What the exercise asks: Could you copy the items from the line containing "Tag every instance of the tree" through the line containing "x=524 y=167", swapping "tree trunk" for "log" and leaving everything else unchanged?

Data to process:
-- BEGIN --
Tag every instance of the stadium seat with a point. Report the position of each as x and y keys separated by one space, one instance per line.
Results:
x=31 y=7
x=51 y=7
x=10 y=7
-- END --
-- BEGIN --
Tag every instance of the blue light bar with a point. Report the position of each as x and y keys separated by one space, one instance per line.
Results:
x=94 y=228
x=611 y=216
-- END --
-- BEGIN --
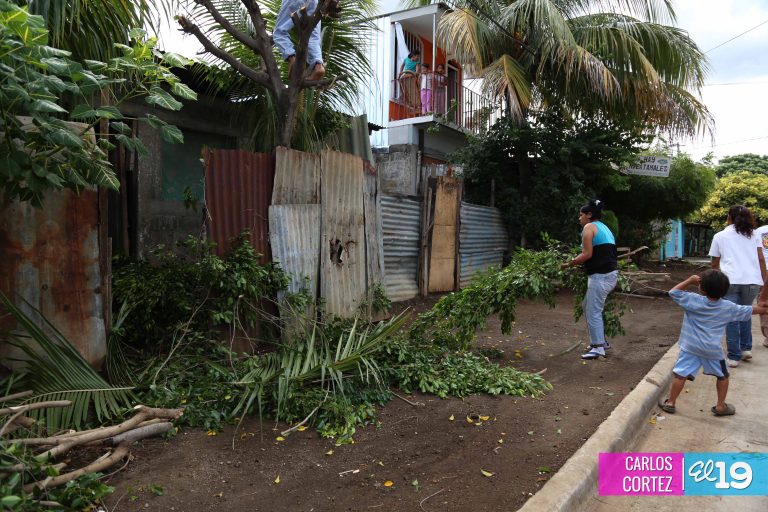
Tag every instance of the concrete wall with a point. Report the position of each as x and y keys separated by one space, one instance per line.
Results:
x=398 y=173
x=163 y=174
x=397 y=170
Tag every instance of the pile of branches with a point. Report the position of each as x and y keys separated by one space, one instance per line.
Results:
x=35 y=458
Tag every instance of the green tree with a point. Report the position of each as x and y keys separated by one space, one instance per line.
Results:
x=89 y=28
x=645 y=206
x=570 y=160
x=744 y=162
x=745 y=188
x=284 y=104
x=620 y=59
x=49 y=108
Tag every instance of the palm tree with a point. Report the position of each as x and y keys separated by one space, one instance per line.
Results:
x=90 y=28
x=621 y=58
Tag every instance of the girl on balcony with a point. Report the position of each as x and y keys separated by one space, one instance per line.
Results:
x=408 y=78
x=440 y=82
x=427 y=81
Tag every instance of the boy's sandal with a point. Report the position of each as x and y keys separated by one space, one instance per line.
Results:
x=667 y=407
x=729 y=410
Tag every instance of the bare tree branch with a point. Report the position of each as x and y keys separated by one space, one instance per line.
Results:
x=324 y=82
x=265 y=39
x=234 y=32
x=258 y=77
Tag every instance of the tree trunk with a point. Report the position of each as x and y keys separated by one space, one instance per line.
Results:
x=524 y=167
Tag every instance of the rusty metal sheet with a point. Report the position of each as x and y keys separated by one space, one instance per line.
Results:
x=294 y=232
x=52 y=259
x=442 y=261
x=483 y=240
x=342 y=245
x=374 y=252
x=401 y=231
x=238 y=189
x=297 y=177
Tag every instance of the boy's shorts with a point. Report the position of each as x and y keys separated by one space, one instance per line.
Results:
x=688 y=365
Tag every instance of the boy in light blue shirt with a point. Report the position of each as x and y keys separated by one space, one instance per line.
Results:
-- END --
Task solution:
Tag every instance of the log with a point. Report the position of each as x and y keys separated by one space, one instance per line.
Results:
x=524 y=167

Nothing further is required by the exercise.